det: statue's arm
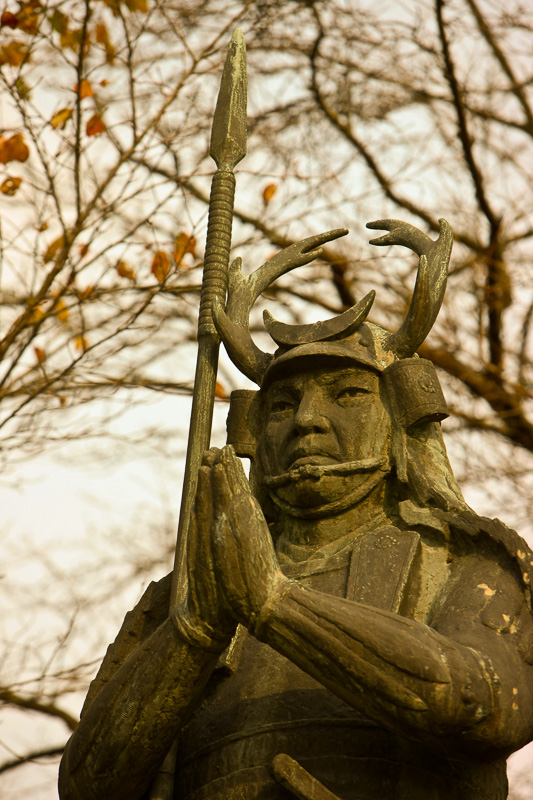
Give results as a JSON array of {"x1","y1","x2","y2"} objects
[
  {"x1": 249, "y1": 554, "x2": 533, "y2": 758},
  {"x1": 59, "y1": 460, "x2": 236, "y2": 800},
  {"x1": 209, "y1": 447, "x2": 533, "y2": 759},
  {"x1": 59, "y1": 615, "x2": 223, "y2": 800}
]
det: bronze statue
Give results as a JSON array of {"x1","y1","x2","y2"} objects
[{"x1": 58, "y1": 32, "x2": 533, "y2": 800}]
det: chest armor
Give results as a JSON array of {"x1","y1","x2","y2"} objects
[{"x1": 174, "y1": 527, "x2": 506, "y2": 800}]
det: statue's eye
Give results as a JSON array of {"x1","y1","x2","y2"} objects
[
  {"x1": 270, "y1": 398, "x2": 295, "y2": 414},
  {"x1": 336, "y1": 386, "x2": 368, "y2": 406}
]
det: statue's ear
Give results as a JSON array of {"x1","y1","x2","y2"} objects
[{"x1": 226, "y1": 389, "x2": 263, "y2": 459}]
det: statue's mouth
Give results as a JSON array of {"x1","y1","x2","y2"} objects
[
  {"x1": 263, "y1": 456, "x2": 387, "y2": 488},
  {"x1": 287, "y1": 454, "x2": 337, "y2": 469}
]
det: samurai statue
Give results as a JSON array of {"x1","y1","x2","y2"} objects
[{"x1": 59, "y1": 218, "x2": 533, "y2": 800}]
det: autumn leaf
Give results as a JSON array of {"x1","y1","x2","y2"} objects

━━━━━━

Goal of the exercise |
All of the entries above need to be transcribed exactly, except for the pictures.

Result for this task |
det: statue's arm
Give results as a JSON array of {"x1","y1","x2","y2"} objects
[
  {"x1": 249, "y1": 554, "x2": 533, "y2": 758},
  {"x1": 59, "y1": 460, "x2": 236, "y2": 800},
  {"x1": 209, "y1": 447, "x2": 533, "y2": 759},
  {"x1": 59, "y1": 615, "x2": 223, "y2": 800}
]
det: bronze statue
Give results as a JSON array of {"x1","y1","x2","y2"} objects
[{"x1": 58, "y1": 32, "x2": 533, "y2": 800}]
det: chest armor
Give results as a JSON array of {"x1","y1","x2","y2"} objects
[{"x1": 174, "y1": 527, "x2": 506, "y2": 800}]
det: statue's eye
Give results as a JSON array of {"x1","y1","x2","y2"} objects
[
  {"x1": 270, "y1": 398, "x2": 295, "y2": 414},
  {"x1": 336, "y1": 386, "x2": 368, "y2": 406}
]
det: statue's ear
Give results as a JSON array of {"x1","y1","x2","y2"} objects
[{"x1": 226, "y1": 389, "x2": 263, "y2": 459}]
det: statue's mouth
Give results as a JSON array of {"x1","y1","x2","y2"} objects
[
  {"x1": 263, "y1": 456, "x2": 387, "y2": 488},
  {"x1": 287, "y1": 454, "x2": 337, "y2": 469}
]
det: samurai statue
Give results as a JSON array of {"x1","y1","x2","y2"} objects
[{"x1": 59, "y1": 218, "x2": 533, "y2": 800}]
det: autumn leaf
Give results as a JSON array of {"x1","y1","x2","y2"} objects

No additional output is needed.